Page extract ->
Building a Bioanalytical Theory for Analysis of Marine Mammal Movements

  • Start Date: 05/04/2015
  • End Date: 05/08/2015

University of British Columbia


This Peter Wall Institute Roundtable will be a first step toward a new subfield of bioanalytics concerned with both biomonitoring (using animals to explore inaccessible habitats) and biologging (tracking animals to characterize their behavior). Thanks to modern technology, the devices used in each case generate massive datasets well beyond the capacity of conventional tools for statistical analysis. Yet these data sets could potentially hold a great deal of knowledge about the natural world as it undergoes climate change.


Objectives: The Roundtable will create a multidisciplinary and international team of experts, first to define this new science and its boundaries, and second to lead the development of applications for the resources to create the needed new analytical tools. The intrinsically complex nature of the issues to be addressed needs multidisciplinary collaboration. The Peter Wall Institute provides an ideal environment in which to convene this team, a group with diverse expertise but a common interest in marine mammals and the information to be gained by monitoring them. Their task will include amongst other things, the identification of the big and pressing scientific questions that might be answered by the information extracted from the data produced by the monitors (tags) now being mounted on quite a variety of different animal species. This discussion would ineluctably suggest unsolved problems in the new world of big and high dimensional data analysis, one of UBC’s current areas of active development.


Broad impacts: New questions arising from these advanced data-collection devices, and the answers provided by bioanalytics, can be expected to have an important impact on public policies, by allowing a better understanding of the dynamics of the animal populations that inhabit different ecosystems, and how they adapt and react to a rapidly changing environment.

What you are asked to do ->
Copy the marine mammal roundtable text word for word from "Building a Bioanalytical" to "undergoes climate change.".

Given data ->

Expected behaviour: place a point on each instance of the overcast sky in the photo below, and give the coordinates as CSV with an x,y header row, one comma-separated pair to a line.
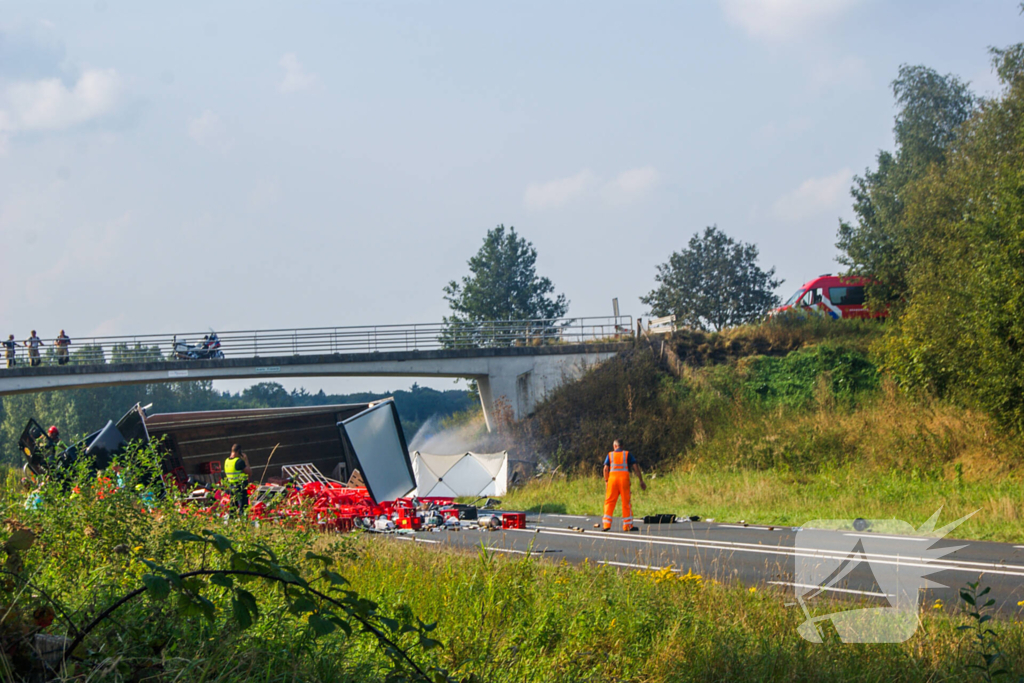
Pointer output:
x,y
238,165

Reply to the exercise ->
Building a Bioanalytical Theory for Analysis of Marine Mammal Movements

  • Start Date: 05/04/2015
  • End Date: 05/08/2015

University of British Columbia


This Peter Wall Institute Roundtable will be a first step toward a new subfield of bioanalytics concerned with both biomonitoring (using animals to explore inaccessible habitats) and biologging (tracking animals to characterize their behavior). Thanks to modern technology, the devices used in each case generate massive datasets well beyond the capacity of conventional tools for statistical analysis. Yet these data sets could potentially hold a great deal of knowledge about the natural world as it undergoes climate change.